South Korean pastor Lee Jae-rock was convicted of the rape of eight female followers – some of whom believed he was God – and jailed for 15 years. Photo: AFP

PUBLIC RECKONING

Public outrage towards Shincheonji mounted amid revelations that a 61-year-old member in the southeastern city of Daegu who is believed to be behind the sudden jump in coronavirus cases had initially refused to be tested for the virus and attended church services after developing a sore throat.

Although the authorities have said the woman, known as “Patient 31” because she was the 31st person in South Korea diagnosed with the disease, had not travelled overseas recently, members of the sect had held meetings in Wuhan, China, the epicentre of the outbreak, until December, when the virus was first detected, the Post reported on Tuesday – offering a potential explanation for how the virus spread between the countries.

Public ire has been inflamed by reports that hundreds of followers of the sect have ignored the efforts of the authorities to contact them for testing, and by doubts raised about the accuracy of information the church has supplied about its membership.

On Wednesday, officials said the sect had provided a list of more than 200,000 followers, a day after the authorities seized computers from its headquarters near Seoul amid growing distrust of the church’s insistence that it would fully cooperate with the government.

The sect’s founder, Lee Man-hee, who portrays himself as the second coming of Jesus Christ, has told followers the virus is a “devil’s deed to stop the rapid growth of Shincheonji”.

More than a million people have signed an online petition demanding that the government of Moon Jae-in forcibly dissolve the sect, which has long faced allegations that it brainwashes members and breaks up families. Shincheonji, which has insisted that it is “thoroughly tackling the coronavirus” and has denied telling its members to lie about going to services, did not respond to a request for comment. “Shincheonji is a pernicious and insidious organisation that slowly infiltrates all aspects of their members’ lives,” said Gareth Millar, an English professor in the central city of Daejeon, who attributes the breakdown of his marriage to his wife devoting “all of her waking hours” to the group.

“In this instance, I feel that the government has been wholly negligent and derelict in its responsibility to protect the public,” said Millar, who believes South Korea should enact legislation similar to France’s controversial About-Picard law, which outlaws “mental manipulation” and allows the courts to order the dissolution of sects whose members have committed crimes.

▶ **Assigned task**
Please reproduce the passage about Shincheonji word for word, starting at "Public ire has" and ending at "with the government.".

▶ **Available data**
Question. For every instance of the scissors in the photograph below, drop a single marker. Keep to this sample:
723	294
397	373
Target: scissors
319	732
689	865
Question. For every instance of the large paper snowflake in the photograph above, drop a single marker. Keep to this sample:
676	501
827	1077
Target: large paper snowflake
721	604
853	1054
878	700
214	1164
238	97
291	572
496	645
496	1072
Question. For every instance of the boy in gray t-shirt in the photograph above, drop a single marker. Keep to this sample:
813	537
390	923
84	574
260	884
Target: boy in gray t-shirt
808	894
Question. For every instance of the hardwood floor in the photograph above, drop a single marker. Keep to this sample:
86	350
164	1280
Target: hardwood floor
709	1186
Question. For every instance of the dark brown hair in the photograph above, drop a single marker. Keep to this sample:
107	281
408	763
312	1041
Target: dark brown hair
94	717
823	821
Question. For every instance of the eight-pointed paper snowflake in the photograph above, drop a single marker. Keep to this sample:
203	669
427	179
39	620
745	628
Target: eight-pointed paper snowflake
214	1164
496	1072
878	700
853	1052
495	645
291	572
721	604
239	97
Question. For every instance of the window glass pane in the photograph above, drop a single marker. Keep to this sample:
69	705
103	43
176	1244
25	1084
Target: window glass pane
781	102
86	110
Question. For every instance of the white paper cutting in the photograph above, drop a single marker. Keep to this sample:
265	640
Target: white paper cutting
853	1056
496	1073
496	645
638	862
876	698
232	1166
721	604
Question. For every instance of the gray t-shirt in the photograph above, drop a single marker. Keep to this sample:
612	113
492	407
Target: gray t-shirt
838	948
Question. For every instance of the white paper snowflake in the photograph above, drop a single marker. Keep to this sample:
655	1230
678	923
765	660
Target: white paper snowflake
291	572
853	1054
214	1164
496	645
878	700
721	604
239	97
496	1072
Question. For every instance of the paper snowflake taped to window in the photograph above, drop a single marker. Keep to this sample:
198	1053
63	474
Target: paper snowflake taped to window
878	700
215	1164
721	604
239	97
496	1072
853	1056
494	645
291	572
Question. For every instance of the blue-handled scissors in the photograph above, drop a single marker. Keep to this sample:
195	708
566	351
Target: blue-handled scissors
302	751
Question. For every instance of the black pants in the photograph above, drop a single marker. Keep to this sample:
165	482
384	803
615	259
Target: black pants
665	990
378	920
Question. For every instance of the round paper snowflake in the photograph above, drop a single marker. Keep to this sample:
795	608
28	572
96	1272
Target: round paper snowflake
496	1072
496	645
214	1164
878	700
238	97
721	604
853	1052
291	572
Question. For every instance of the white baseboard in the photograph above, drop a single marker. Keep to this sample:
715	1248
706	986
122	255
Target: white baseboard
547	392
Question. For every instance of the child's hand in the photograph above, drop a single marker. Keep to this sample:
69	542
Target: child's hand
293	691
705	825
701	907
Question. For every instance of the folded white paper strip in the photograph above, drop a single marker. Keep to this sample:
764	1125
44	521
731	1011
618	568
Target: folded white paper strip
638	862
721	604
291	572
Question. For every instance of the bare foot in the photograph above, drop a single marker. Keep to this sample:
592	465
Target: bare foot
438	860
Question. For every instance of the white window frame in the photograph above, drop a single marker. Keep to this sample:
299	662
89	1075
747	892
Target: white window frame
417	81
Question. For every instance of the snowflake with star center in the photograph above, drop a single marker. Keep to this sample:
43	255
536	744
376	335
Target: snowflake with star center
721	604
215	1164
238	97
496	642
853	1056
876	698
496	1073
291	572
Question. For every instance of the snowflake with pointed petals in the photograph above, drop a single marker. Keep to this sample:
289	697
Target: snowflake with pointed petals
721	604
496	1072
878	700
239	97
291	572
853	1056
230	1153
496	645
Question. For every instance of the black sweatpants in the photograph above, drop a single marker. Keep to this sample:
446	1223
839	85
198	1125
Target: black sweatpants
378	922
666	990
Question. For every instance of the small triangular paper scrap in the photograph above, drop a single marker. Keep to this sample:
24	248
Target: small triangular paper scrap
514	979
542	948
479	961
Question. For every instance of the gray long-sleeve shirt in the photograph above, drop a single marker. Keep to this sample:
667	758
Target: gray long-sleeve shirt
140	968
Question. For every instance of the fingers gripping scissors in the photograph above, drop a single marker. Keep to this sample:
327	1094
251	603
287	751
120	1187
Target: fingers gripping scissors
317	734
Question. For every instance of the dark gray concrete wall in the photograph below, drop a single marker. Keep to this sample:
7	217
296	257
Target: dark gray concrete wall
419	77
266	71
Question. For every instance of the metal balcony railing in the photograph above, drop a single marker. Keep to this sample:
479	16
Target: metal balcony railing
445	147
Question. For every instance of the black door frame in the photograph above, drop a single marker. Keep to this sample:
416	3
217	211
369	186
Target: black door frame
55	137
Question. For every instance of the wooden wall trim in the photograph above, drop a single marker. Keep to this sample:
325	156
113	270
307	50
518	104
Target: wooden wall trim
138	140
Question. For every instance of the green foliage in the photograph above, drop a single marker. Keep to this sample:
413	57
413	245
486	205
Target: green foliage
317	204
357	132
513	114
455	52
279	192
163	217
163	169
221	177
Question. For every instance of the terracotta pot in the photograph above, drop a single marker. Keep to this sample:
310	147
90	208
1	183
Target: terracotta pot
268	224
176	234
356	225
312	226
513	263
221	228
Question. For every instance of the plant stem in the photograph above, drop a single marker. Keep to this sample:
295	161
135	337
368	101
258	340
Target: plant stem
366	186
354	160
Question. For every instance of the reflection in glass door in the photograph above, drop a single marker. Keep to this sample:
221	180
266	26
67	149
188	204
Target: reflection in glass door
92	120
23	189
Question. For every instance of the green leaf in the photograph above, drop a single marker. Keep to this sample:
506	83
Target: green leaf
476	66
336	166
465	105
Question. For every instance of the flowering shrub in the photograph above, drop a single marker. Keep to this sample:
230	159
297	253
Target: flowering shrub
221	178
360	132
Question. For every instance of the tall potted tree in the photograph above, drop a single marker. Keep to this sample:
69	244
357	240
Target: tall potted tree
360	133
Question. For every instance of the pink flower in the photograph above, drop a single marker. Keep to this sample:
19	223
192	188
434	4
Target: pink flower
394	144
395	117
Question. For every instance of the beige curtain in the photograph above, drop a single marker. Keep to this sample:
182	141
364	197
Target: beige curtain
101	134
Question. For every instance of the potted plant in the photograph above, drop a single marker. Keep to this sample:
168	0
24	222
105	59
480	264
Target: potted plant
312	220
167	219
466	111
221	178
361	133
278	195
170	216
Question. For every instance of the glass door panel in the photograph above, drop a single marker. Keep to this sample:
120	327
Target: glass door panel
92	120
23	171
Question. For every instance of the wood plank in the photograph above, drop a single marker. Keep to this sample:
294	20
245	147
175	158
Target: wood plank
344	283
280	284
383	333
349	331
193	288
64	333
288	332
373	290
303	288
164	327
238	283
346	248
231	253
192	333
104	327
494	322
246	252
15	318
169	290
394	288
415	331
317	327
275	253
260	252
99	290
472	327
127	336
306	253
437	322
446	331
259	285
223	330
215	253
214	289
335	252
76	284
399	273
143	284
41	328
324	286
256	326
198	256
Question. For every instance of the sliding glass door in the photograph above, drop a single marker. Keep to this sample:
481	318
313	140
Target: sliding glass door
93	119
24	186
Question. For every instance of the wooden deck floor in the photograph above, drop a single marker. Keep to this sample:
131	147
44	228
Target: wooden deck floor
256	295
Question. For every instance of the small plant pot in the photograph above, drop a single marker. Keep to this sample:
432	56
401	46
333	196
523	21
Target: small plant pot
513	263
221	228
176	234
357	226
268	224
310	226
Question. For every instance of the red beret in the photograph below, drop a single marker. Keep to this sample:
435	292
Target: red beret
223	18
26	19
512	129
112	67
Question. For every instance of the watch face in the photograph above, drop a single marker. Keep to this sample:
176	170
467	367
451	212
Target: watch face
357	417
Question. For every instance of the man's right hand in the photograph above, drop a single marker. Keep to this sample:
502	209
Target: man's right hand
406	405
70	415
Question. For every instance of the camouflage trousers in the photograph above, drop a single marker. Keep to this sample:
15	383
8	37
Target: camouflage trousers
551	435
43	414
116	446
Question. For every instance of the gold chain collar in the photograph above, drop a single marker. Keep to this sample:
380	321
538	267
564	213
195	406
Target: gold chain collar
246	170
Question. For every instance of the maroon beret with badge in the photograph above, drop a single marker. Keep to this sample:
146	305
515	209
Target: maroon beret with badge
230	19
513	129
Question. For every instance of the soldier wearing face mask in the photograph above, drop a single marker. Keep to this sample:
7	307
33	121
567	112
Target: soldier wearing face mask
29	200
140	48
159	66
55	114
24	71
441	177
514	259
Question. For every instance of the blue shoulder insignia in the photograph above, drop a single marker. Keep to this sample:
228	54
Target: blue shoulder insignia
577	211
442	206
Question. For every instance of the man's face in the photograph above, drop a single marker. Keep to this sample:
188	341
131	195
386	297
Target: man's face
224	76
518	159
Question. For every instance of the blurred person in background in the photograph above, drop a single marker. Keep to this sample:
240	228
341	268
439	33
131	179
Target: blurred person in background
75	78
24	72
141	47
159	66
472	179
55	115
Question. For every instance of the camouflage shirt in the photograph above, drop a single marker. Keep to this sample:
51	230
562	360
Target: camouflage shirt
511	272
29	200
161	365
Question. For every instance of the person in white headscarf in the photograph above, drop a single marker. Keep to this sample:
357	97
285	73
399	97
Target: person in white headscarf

▶ **Finished task**
Public ire has been inflamed by reports that hundreds of followers of the sect have ignored the efforts of the authorities to contact them for testing, and by doubts raised about the accuracy of information the church has supplied about its membership.

On Wednesday, officials said the sect had provided a list of more than 200,000 followers, a day after the authorities seized computers from its headquarters near Seoul amid growing distrust of the church’s insistence that it would fully cooperate with the government.